Soviet tank output remained the largest in the world.
Distrust of the military led, since the foundation of the Red Army in 1918, to a system of "dual command", in which every commander was paired with a political commissar, a member of the Communist Party of the Soviet Union.
Larger units had military councils consisting of the commander, commissar and chief of staff, who ensured that the commanding officer was loyal and implemented Party orders.
Following the Soviet occupation of eastern Poland, the Baltic states and Bessarabia and Northern Bukovina in 1939–40, Stalin insisted that every fold of the new territories should be occupied; this move westward left troops far from their depots in salients that left them vulnerable to encirclement.
There was an assumption that, in the event of a German invasion, the Red Army would take the strategic offensive and fight the war mostly outside the borders of the Soviet Union; thus few plans were made for strategic defensive operations, however, fortifications were built.
***
*REQUIRED TASK*: Set down the Red Army passage word for word, starting with "Larger units had" and going on through "fortifications were built.".

*MATERIAL*:
***
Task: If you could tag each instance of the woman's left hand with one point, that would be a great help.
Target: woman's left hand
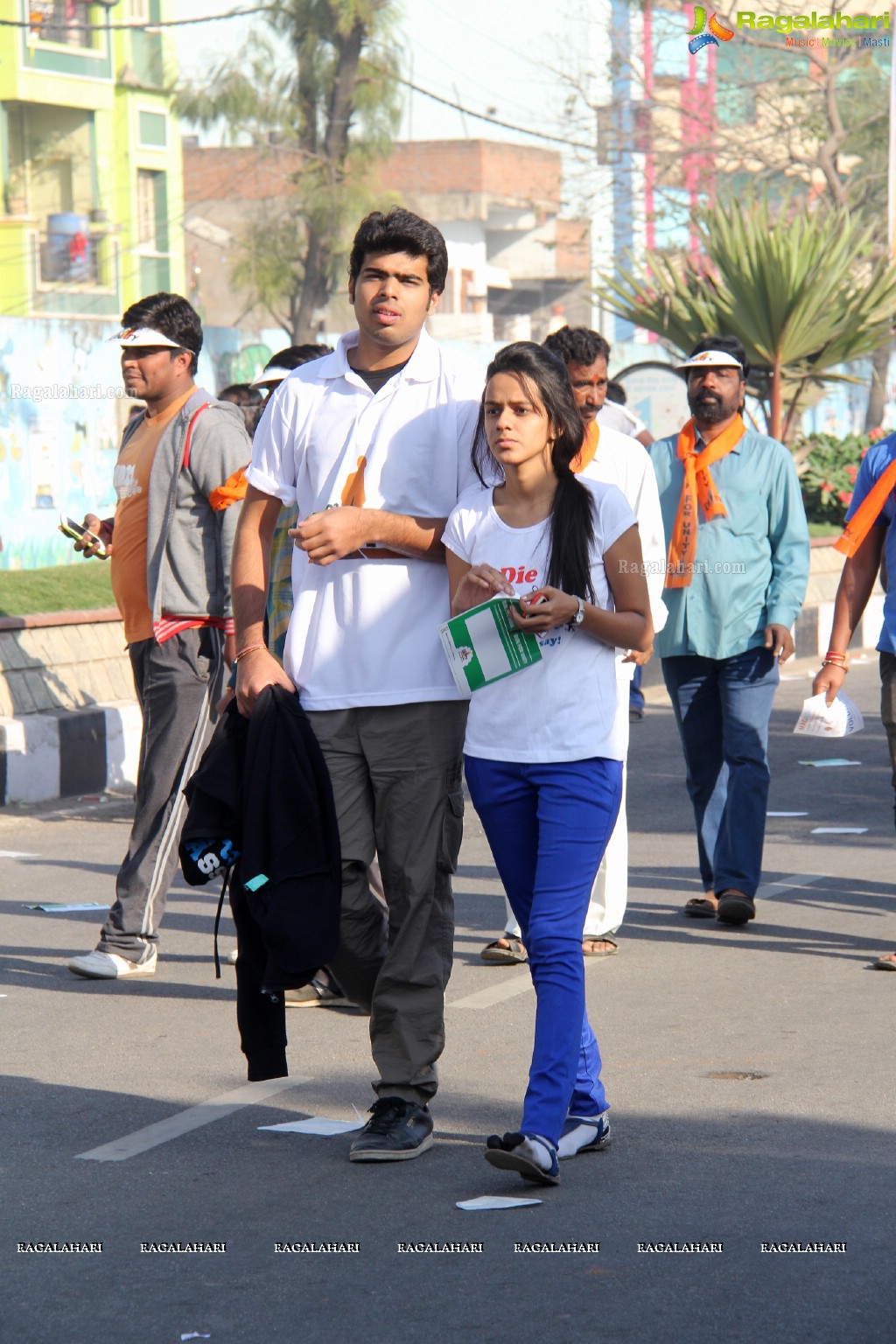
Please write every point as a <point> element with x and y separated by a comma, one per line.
<point>544,611</point>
***
*FINISHED ANSWER*:
Larger units had military councils consisting of the commander, commissar and chief of staff, who ensured that the commanding officer was loyal and implemented Party orders.
Following the Soviet occupation of eastern Poland, the Baltic states and Bessarabia and Northern Bukovina in 1939–40, Stalin insisted that every fold of the new territories should be occupied; this move westward left troops far from their depots in salients that left them vulnerable to encirclement.
There was an assumption that, in the event of a German invasion, the Red Army would take the strategic offensive and fight the war mostly outside the borders of the Soviet Union; thus few plans were made for strategic defensive operations, however, fortifications were built.